* _WORK INSTRUCTION_:
Copy exactly the stretch of data below from the line with "Where can you see the small white" through the line with "Where can you see the rose blossom?", including both of those lines.
-------- DATA
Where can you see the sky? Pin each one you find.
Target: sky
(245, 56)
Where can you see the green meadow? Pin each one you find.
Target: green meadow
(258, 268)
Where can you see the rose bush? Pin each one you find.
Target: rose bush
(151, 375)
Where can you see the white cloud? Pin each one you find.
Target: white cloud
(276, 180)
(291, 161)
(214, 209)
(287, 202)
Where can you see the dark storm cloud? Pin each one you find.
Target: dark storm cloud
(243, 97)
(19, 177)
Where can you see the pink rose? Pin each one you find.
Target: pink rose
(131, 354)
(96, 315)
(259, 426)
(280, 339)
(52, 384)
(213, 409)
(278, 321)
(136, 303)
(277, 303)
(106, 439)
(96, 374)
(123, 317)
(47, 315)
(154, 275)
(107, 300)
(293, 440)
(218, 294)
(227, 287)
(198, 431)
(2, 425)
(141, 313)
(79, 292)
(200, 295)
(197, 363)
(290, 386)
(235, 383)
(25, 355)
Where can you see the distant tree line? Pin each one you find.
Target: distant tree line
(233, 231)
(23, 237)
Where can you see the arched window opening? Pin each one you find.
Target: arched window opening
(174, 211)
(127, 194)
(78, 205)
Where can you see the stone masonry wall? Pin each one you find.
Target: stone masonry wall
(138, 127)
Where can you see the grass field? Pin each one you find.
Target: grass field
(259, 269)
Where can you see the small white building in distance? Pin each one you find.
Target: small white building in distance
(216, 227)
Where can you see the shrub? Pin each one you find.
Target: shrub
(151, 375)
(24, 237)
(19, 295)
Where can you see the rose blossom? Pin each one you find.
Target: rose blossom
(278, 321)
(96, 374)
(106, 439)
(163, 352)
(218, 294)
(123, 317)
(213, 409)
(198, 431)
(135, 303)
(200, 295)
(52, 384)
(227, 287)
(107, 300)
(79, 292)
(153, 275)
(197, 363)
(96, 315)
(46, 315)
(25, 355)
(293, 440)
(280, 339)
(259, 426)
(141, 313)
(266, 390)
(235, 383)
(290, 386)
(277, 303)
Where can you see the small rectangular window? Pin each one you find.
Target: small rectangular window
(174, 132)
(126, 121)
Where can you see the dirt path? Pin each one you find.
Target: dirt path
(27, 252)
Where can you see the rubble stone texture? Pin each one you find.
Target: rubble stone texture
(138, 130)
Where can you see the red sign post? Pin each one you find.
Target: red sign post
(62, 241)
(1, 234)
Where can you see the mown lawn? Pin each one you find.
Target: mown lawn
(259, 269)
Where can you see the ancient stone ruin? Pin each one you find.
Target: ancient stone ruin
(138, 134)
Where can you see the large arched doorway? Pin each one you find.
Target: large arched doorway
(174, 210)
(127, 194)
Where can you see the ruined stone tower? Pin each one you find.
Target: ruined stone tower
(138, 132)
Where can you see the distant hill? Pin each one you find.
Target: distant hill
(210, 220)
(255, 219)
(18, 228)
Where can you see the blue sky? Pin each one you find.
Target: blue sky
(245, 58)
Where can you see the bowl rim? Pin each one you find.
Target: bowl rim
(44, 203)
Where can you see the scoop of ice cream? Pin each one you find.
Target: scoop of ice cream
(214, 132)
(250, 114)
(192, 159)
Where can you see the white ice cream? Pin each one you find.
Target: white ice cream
----------------
* _EXERCISE SOLUTION_:
Where can you see the small white building in distance? Pin each one you find.
Target: small white building in distance
(216, 227)
Where can you see the shrub? Pin each one you find.
Target: shrub
(151, 375)
(24, 237)
(19, 295)
Where can you see the rose blossom? Pin each one you find.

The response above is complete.